◆ Фрагмент для чтения

В отличие от птиц, превосходно видящих в цвете, многие млекопитающие вообще лишены истинного цветового зрения. Другие же, в том числе и те люди, которые страдают частичной цветовой слепотой, используют дихроматическую систему, содержащую колбочки двух типов. Вполне возможно, что высококачественное, трихроматическое, цветовое зрение возникло у наших предков-приматов затем, чтобы лучше различать плоды в зеленом лесу. Кембриджский психолог Джон Моллон предположил даже, что трихроматическая система — это «средство, изобретенное некоторыми плодовыми деревьями в целях собственного распространения». Оригинальный и творческий способ напомнить о том, что деревьям выгодно поощрять млекопитающих к поеданию плодов и распространению семян! Некоторые из обезьян Нового Света даже объединяются в причудливые альянсы, где особи одного и того же вида обладают дихроматическими системами с различными сочетаниями типов колбочек и, следовательно, специализируются на распознавании различных объектов. Никто не знает, приносит ли им это пользу, а если приносит, то какую, но на некоторые предположения может навести тот факт, что во время Второй мировой войны, формируя экипаж бомбардировщика, предпочитали брать хотя бы одного дальтоника, так как он способен был распознавать отдельные разновидности наземной маскировки.
Расплетая радугу дальше, перемещаясь на другие участки электромагнитного спектра, мы отделяем одну радиостанцию от другой на шкале приемника и изолируем друг от друга телефонные разговоры в сотовой сети. Без тонкого расплетания электромагнитной радуги мы слышали бы все разговоры одновременно, а все радиопередачи, передаваемые на разных частотах, сливались бы в единый белый шум вавилонского столпотворения. Иной способ расплетания радуги, с участием специальных компьютеров, лежит в основе магнитно-резонансной томографии — впечатляющей методики, благодаря которой сегодняшние врачи могут разглядывать трехмерную структуру наших с вами внутренних органов.

◆ Содержимое набора
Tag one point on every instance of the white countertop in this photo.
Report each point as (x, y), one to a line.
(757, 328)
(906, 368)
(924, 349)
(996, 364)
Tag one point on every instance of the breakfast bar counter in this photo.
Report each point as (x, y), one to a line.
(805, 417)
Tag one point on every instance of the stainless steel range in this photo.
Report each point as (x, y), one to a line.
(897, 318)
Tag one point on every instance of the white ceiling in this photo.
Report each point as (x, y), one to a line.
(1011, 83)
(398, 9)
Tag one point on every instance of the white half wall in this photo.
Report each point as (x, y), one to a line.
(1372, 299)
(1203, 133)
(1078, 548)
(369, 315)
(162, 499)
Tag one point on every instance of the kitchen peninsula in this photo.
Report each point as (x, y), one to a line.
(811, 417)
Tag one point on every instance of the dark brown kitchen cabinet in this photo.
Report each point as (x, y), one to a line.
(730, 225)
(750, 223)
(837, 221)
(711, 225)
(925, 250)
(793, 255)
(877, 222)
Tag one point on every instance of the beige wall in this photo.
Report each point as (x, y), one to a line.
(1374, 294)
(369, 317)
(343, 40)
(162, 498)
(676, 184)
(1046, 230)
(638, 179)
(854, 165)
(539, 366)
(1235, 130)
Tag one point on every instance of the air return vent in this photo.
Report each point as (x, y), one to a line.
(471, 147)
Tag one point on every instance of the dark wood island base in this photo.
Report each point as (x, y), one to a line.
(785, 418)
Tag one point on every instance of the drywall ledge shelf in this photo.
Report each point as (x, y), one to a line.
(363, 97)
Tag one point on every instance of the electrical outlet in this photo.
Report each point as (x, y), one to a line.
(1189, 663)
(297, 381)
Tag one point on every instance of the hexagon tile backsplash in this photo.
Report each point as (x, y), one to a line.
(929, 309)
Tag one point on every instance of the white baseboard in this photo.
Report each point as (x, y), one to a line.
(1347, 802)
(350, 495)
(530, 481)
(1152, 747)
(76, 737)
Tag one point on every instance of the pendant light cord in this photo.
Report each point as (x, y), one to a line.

◆ Что нужно сделать
Выпишите без изменений из фрагмента для чтения всё, начиная со слов «Расплетая радугу дальше, перемещаясь» и вплоть до слов «вами внутренних органов.». Записи здесь никак не используются.

◆ Результат задания
Расплетая радугу дальше, перемещаясь на другие участки электромагнитного спектра, мы отделяем одну радиостанцию от другой на шкале приемника и изолируем друг от друга телефонные разговоры в сотовой сети. Без тонкого расплетания электромагнитной радуги мы слышали бы все разговоры одновременно, а все радиопередачи, передаваемые на разных частотах, сливались бы в единый белый шум вавилонского столпотворения. Иной способ расплетания радуги, с участием специальных компьютеров, лежит в основе магнитно-резонансной томографии — впечатляющей методики, благодаря которой сегодняшние врачи могут разглядывать трехмерную структуру наших с вами внутренних органов.